Lecture 08: Linear Regression

Joseph Rudoler

2026-01-06

From Inference to Prediction

So far we’ve focused on inference:

  • Estimating parameters
  • Testing hypotheses
  • Quantifying uncertainty

Now: Prediction — using data to forecast outcomes

Predictions from Patterns

How do we make predictions?

  • Look for patterns in data
  • Use patterns to make informed guesses

Why not just memorize?

  • Memorization doesn’t generalize
  • We need predictions for new, unseen data

The Galton Dataset

Classic dataset: heights of parents and children

family father mother gender height kids male female
0 1 78.5 67.0 M 73.2 4 True False
1 1 78.5 67.0 F 69.2 4 False True
2 1 78.5 67.0 F 69.0 4 False True
3 1 78.5 67.0 F 69.0 4 False True
4 2 75.5 66.5 M 73.5 4 True False

The Simplest Prediction

Task: Predict height of a new child (no other information)

Solution: Use the average height!

Mean height: 66.76 inches

Distribution of Heights

Can We Do Better?

What if we have more information?

  • Child’s sex
  • Parents’ heights

If these are related to height, they should inform our prediction!

Child Height vs Parent Height

The Pattern

Taller parents → taller children (generally)

But how much taller?

We need to quantify this relationship.

Combining Parent Heights

Problem: Father and mother heights are on different scales

Solution: Standardize (z-score) heights

\[z = \frac{\text{height} - \text{mean}}{\text{std dev}}\]

Then combine: midparent height = average of z-scores

Standardization

Child Height vs Midparent Height

Linear Regression

Model the relationship as a line:

\[\text{predicted height} = \text{slope} \times \text{midparent} + \text{intercept}\]

Ordinary Least Squares (OLS): Find the line that minimizes squared errors

\[\text{minimize } \sum_i (\text{predicted}_i - \text{actual}_i)^2\]

Why Squared Errors?

  1. No cancellation of positive/negative errors
  2. Larger errors are penalized more heavily
  3. Mathematically convenient (differentiable)

Fitting the Model

Code
model = ols("height ~ midparent", data=galton).fit()
predicted_heights = model.predict(galton["midparent"]).values
print(f"Intercept: {model.params['Intercept']:.2f}")
print(f"Slope: {model.params['midparent']:.2f}")
Intercept: 66.77
Slope: 1.66

Visualizing the Fit

Interpreting the Slope

Slope ≈ 1.7

Interpretation: For every 1 standard deviation increase in midparent height, predicted child height increases by 1.7 inches.

Prediction Errors (Residuals)

Evaluating Predictions

Code
print(f"Mean error: {np.mean(errors):.2e}")
print(f"Root Mean Squared Error: {np.sqrt(np.mean(errors**2)):.2f} inches")

# Compare to naive prediction
naive_rmse = np.sqrt(np.mean((galton["height"] - mean_height) ** 2))
print(f"Naive RMSE (just use mean): {naive_rmse:.2f} inches")

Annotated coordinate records
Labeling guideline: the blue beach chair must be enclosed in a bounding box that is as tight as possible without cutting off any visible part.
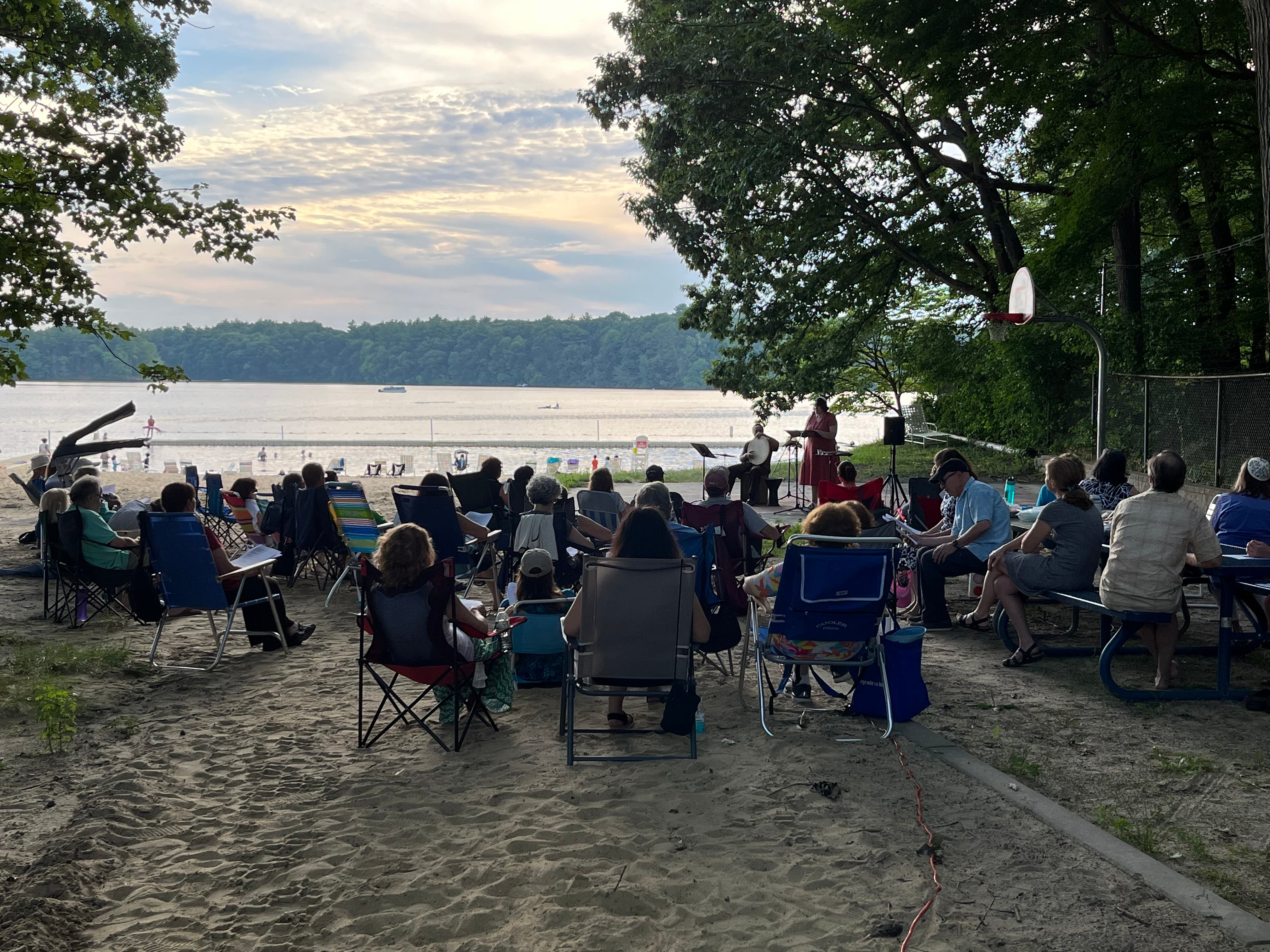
[138,513,287,672]
[741,534,898,738]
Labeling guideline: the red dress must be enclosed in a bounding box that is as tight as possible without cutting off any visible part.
[798,412,838,486]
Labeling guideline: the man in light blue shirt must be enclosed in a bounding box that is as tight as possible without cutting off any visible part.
[913,460,1012,631]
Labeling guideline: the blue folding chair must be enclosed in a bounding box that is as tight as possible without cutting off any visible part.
[739,534,899,738]
[391,486,499,604]
[508,595,573,688]
[138,513,287,672]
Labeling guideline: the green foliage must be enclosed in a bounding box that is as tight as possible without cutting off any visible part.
[33,684,79,754]
[0,0,293,386]
[1151,748,1221,774]
[27,307,718,390]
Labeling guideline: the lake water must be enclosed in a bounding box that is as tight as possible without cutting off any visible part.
[0,382,880,472]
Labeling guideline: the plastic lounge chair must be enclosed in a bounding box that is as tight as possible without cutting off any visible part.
[140,513,287,672]
[738,534,898,738]
[357,558,498,753]
[578,489,622,532]
[560,558,697,767]
[221,490,264,546]
[57,507,136,628]
[289,486,348,592]
[903,404,951,447]
[508,597,573,688]
[326,482,390,605]
[391,486,499,604]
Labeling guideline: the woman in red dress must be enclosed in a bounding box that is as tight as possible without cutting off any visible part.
[798,397,838,507]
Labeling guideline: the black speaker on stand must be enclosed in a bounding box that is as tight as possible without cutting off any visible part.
[881,415,908,513]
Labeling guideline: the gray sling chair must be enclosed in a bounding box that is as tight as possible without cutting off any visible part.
[560,558,697,767]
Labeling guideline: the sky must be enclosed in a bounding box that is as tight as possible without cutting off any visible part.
[93,0,693,327]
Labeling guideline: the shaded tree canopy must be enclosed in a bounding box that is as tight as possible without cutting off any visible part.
[0,0,293,385]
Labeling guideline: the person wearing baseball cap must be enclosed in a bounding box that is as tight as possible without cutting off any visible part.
[909,460,1014,631]
[702,466,785,540]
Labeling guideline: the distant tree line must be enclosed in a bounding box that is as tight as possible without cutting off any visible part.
[15,306,719,388]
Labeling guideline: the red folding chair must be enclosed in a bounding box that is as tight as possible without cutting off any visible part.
[357,556,498,751]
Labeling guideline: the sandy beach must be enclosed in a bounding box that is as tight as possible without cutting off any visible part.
[0,473,1270,952]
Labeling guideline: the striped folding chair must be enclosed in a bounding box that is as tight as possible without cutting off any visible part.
[326,482,390,605]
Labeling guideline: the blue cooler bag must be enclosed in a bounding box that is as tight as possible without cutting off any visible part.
[851,626,931,723]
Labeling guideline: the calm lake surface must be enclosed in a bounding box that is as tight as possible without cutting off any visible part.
[0,382,880,471]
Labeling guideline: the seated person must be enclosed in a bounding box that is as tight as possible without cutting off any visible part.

→ **Exercises**
**1.** Retype the part of the linear regression lecture that begins at the words "Task: Predict height" and stops after "have more information?".
**2.** Summarize the linear regression lecture in two sentences.
Work from the linear regression lecture alone.

→ **Results by task**
**1.**
Task: Predict height of a new child (no other information)

Solution: Use the average height!

Mean height: 66.76 inches

Distribution of Heights

Can We Do Better?

What if we have more information?

**2.** The lecture turns from inference to prediction with the Galton dataset of parent and child heights, where the simplest prediction for a new child's height is the mean of 66.76 inches. It then standardizes parent heights into a midparent average of z-scores and fits a line by ordinary least squares, finding a slope of about 1.7, so each standard deviation increase in midparent height raises predicted child height by 1.7 inches.